- _The problem_
In the records below, begin at the line that has "Target: small appliance on counter" and stop after the line that has "the cabinet drawer"; quote those lines verbatim and nothing more.

++++

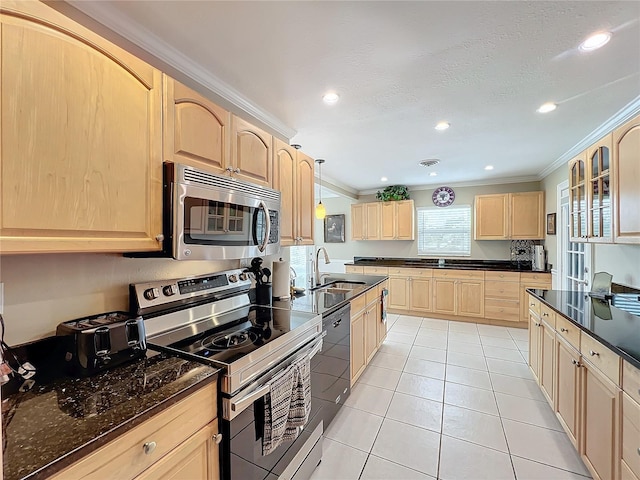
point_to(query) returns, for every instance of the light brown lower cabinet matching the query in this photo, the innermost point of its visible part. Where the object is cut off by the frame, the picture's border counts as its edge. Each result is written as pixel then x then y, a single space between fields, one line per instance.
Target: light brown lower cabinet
pixel 368 330
pixel 196 458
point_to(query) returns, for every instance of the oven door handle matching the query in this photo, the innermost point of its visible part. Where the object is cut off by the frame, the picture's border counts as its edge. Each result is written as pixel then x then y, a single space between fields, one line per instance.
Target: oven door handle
pixel 262 247
pixel 236 407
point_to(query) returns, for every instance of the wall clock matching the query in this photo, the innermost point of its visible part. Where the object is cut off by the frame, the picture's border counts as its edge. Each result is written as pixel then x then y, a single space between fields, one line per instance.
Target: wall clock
pixel 443 196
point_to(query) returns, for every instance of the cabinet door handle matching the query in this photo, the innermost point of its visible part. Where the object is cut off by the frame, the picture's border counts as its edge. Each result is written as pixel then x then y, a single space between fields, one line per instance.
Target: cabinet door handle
pixel 149 447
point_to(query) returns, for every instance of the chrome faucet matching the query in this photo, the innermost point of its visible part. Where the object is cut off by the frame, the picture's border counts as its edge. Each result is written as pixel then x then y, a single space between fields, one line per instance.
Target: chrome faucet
pixel 315 265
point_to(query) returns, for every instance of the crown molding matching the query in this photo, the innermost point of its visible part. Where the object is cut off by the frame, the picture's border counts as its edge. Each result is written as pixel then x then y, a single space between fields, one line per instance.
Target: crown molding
pixel 473 183
pixel 132 31
pixel 625 114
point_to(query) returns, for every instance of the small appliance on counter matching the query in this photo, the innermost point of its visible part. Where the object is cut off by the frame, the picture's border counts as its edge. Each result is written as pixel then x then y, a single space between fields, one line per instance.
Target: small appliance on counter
pixel 539 259
pixel 96 343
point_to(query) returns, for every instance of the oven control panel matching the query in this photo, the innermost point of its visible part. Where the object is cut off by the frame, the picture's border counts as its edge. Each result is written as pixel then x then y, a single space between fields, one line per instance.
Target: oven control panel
pixel 163 292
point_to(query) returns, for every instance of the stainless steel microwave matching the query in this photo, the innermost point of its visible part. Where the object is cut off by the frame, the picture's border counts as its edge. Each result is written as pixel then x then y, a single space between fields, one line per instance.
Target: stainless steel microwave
pixel 214 217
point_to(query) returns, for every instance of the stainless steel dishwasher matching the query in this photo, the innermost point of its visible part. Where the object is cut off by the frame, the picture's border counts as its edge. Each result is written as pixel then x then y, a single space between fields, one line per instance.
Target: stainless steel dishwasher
pixel 330 368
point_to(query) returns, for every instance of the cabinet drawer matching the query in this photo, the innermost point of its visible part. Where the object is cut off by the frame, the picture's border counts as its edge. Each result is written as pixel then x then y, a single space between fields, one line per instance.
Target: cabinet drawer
pixel 535 277
pixel 502 276
pixel 507 290
pixel 568 331
pixel 357 304
pixel 600 356
pixel 375 270
pixel 534 305
pixel 502 309
pixel 631 380
pixel 371 296
pixel 125 456
pixel 548 315
pixel 463 274
pixel 631 434
pixel 354 269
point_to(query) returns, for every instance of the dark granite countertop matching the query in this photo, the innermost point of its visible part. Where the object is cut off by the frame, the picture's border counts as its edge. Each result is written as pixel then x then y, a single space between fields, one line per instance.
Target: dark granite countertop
pixel 322 302
pixel 462 264
pixel 60 420
pixel 615 323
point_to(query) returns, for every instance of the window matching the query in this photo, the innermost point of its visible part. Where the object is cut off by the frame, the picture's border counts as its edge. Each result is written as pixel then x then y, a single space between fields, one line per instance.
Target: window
pixel 444 231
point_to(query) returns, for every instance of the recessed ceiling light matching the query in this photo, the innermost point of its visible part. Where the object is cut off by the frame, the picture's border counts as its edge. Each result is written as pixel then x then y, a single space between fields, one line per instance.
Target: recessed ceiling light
pixel 547 107
pixel 429 163
pixel 595 41
pixel 330 98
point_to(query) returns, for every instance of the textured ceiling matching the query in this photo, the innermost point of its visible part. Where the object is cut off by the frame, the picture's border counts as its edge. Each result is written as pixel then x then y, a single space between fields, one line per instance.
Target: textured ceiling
pixel 401 67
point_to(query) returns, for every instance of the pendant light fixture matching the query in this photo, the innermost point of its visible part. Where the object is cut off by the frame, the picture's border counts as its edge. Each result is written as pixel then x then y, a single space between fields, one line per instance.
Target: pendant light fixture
pixel 320 210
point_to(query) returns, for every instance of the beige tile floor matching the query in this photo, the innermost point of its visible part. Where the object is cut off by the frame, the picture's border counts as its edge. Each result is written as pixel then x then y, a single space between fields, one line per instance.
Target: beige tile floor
pixel 448 400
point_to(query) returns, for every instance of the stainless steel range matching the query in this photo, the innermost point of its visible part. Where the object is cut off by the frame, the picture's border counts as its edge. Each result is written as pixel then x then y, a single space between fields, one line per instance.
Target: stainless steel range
pixel 209 318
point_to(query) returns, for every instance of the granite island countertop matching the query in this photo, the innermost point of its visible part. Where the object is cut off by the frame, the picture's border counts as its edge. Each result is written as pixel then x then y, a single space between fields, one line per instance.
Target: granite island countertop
pixel 60 420
pixel 615 323
pixel 461 264
pixel 322 302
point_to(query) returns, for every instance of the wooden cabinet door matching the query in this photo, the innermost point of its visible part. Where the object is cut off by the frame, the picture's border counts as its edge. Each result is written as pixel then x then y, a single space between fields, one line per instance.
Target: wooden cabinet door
pixel 284 180
pixel 420 294
pixel 251 152
pixel 357 221
pixel 470 298
pixel 526 216
pixel 600 427
pixel 547 361
pixel 81 139
pixel 305 178
pixel 372 221
pixel 371 331
pixel 195 130
pixel 388 225
pixel 578 198
pixel 358 358
pixel 599 191
pixel 534 345
pixel 399 293
pixel 626 168
pixel 444 295
pixel 196 458
pixel 405 220
pixel 491 217
pixel 567 389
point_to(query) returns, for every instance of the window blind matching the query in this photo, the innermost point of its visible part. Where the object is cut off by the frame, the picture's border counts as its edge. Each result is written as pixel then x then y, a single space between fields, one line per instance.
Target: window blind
pixel 444 231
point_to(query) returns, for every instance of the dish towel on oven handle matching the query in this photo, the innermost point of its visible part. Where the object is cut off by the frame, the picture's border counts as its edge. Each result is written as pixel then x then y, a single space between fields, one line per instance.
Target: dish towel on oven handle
pixel 287 405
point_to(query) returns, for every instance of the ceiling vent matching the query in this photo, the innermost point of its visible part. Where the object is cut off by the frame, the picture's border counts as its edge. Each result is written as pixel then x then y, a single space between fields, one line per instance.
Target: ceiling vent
pixel 429 163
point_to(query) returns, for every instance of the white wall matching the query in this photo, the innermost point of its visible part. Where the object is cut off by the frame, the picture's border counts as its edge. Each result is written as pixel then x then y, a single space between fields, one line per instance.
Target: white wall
pixel 485 250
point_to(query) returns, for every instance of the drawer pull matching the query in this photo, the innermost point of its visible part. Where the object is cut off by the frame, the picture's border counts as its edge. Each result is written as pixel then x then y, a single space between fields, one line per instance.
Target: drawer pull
pixel 149 447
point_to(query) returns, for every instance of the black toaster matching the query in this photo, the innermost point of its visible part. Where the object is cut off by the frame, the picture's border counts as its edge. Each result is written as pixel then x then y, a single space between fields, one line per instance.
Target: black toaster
pixel 99 342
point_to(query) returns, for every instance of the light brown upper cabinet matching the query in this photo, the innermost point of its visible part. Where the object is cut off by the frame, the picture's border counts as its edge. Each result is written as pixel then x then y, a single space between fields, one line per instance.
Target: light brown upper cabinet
pixel 251 152
pixel 599 225
pixel 196 130
pixel 626 168
pixel 578 197
pixel 509 216
pixel 294 177
pixel 365 221
pixel 397 220
pixel 81 139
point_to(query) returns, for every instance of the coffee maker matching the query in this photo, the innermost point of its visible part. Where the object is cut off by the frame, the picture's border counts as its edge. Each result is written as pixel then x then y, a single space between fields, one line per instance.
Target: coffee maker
pixel 539 259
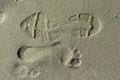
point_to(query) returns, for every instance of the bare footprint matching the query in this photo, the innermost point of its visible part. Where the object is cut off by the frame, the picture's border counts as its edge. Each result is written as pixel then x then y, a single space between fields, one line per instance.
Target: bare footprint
pixel 72 58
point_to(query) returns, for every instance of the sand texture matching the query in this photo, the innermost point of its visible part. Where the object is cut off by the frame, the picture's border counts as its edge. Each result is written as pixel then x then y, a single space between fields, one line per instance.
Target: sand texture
pixel 59 39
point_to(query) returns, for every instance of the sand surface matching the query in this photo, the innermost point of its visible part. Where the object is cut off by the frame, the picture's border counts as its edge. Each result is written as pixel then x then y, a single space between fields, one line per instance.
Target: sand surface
pixel 59 39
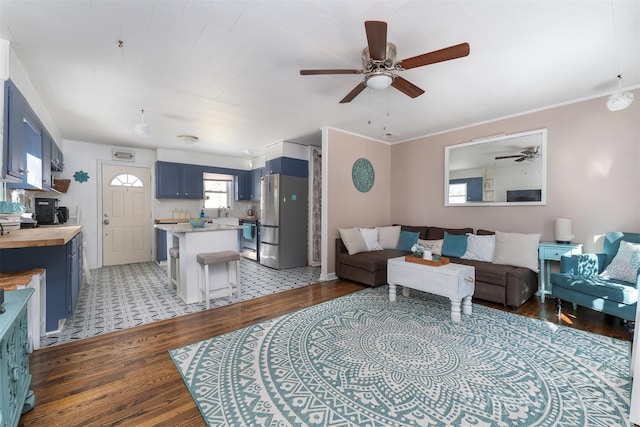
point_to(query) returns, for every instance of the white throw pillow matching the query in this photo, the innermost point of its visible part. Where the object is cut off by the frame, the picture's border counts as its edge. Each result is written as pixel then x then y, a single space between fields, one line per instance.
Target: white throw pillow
pixel 480 248
pixel 517 249
pixel 388 236
pixel 435 246
pixel 352 239
pixel 625 264
pixel 370 236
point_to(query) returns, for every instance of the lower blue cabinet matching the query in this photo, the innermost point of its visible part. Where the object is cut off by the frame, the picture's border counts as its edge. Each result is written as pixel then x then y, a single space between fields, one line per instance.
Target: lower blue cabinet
pixel 64 274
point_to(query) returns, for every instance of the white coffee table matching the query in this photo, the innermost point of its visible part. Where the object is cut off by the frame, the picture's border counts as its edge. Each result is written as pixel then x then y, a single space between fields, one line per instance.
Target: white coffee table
pixel 454 281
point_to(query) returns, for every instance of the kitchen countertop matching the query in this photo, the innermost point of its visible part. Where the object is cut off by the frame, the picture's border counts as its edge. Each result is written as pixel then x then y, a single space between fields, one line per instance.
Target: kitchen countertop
pixel 40 236
pixel 188 228
pixel 11 281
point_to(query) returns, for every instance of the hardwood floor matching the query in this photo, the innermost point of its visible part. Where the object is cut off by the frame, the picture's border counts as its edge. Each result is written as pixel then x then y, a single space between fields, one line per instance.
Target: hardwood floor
pixel 128 377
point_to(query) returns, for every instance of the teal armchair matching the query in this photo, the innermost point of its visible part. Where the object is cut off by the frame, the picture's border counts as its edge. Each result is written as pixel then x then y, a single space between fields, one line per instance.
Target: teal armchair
pixel 580 283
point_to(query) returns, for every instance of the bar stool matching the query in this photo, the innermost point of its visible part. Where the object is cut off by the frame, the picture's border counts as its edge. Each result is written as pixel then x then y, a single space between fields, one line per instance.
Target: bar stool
pixel 174 267
pixel 206 259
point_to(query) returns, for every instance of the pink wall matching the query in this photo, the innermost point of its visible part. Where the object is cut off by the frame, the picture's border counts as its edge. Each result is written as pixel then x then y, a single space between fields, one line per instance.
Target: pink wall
pixel 593 175
pixel 347 206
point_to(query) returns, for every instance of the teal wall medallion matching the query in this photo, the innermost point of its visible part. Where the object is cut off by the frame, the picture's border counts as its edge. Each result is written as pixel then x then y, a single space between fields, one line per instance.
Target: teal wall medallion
pixel 363 175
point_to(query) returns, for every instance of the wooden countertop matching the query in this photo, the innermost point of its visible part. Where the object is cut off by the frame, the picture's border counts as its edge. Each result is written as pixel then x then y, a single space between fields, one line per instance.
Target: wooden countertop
pixel 39 236
pixel 11 281
pixel 188 228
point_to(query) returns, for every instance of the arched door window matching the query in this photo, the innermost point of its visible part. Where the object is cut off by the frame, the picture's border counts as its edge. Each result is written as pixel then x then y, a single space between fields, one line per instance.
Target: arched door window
pixel 126 180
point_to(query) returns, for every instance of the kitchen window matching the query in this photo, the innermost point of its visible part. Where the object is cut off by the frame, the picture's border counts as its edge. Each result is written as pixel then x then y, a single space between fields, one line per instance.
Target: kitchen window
pixel 217 190
pixel 457 193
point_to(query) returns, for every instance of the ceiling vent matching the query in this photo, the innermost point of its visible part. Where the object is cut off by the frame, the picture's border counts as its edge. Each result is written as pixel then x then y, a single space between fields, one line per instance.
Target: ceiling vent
pixel 123 156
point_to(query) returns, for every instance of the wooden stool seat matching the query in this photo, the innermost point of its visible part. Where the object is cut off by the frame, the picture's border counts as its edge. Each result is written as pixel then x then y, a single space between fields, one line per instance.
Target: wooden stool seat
pixel 174 267
pixel 206 259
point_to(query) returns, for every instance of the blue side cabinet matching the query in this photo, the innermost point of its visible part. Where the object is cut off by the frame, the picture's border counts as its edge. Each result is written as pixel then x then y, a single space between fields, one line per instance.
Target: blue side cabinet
pixel 15 396
pixel 64 274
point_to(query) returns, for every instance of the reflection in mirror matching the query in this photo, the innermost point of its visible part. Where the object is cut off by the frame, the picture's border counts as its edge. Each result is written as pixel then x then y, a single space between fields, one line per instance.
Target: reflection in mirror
pixel 498 171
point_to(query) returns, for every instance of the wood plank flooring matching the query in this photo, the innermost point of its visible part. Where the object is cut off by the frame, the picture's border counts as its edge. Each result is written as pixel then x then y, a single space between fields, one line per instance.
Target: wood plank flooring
pixel 128 378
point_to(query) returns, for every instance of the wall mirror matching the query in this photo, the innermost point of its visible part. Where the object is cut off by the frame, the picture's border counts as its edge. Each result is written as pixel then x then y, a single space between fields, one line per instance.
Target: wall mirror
pixel 504 170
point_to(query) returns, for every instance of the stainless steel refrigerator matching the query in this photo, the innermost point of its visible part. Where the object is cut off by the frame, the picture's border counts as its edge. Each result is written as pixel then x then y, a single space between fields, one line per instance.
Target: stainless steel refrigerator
pixel 283 221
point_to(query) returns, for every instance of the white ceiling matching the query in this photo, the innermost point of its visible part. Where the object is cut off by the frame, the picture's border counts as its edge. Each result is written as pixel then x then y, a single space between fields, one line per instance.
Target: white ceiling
pixel 228 71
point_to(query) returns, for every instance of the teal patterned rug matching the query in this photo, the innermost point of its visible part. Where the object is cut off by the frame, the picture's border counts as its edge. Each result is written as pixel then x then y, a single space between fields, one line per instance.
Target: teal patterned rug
pixel 360 360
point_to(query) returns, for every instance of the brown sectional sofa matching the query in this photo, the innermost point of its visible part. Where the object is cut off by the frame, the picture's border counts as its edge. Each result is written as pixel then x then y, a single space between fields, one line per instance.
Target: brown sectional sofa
pixel 503 284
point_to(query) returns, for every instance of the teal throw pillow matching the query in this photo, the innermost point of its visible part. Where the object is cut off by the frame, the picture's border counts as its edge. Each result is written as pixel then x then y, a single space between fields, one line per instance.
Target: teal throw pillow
pixel 454 245
pixel 406 240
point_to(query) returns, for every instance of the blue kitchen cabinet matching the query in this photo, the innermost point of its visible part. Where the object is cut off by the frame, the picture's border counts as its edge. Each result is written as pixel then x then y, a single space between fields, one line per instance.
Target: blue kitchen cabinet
pixel 64 274
pixel 57 157
pixel 179 181
pixel 256 179
pixel 242 185
pixel 22 142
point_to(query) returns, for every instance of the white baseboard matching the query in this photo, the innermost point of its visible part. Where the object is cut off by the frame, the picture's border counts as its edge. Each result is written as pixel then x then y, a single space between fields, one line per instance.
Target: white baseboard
pixel 330 276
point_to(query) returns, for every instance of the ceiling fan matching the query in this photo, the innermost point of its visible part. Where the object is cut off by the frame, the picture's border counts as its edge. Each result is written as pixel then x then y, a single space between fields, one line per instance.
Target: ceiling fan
pixel 380 67
pixel 529 153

++++

- _Answer box_
Target: small appliance on counter
pixel 539 259
pixel 96 343
point_to(query) returns, for every instance of the oven control panel matching the query in this photo, the innermost point of its visible part. Where the object is cut off by the frame, the picture's border counts as its edge. Each result is written as pixel then x then y, a single space between fields, one line per instance.
Target: oven control panel
pixel 163 292
point_to(query) returns, for every instance of the stainless steel microwave matching the query in this photo, the innermost point of its visible part. Where the object is cut off by the frame, the picture's border counts as its edge. Each result is written as pixel then x then y, a single space between fields, one line per instance.
Target: stainless steel microwave
pixel 214 217
point_to(query) returns, for every instance of the stainless steel dishwasher matching the query in this photo, the innermost point of its visible part. Where the object is cut off by the frame, the picture's border counts as its edge. Each result is written as pixel then x then y, a single space between fields, one line per instance.
Target: stainless steel dishwasher
pixel 330 368
point_to(query) returns, for every instance of the cabinet drawer matching the query in this photo, the innermost point of its visible part. Where the object is cut off by the frame, the picture's border counts as its edge. Each result is written as pixel then x then y, a single space between fields, one line per instance.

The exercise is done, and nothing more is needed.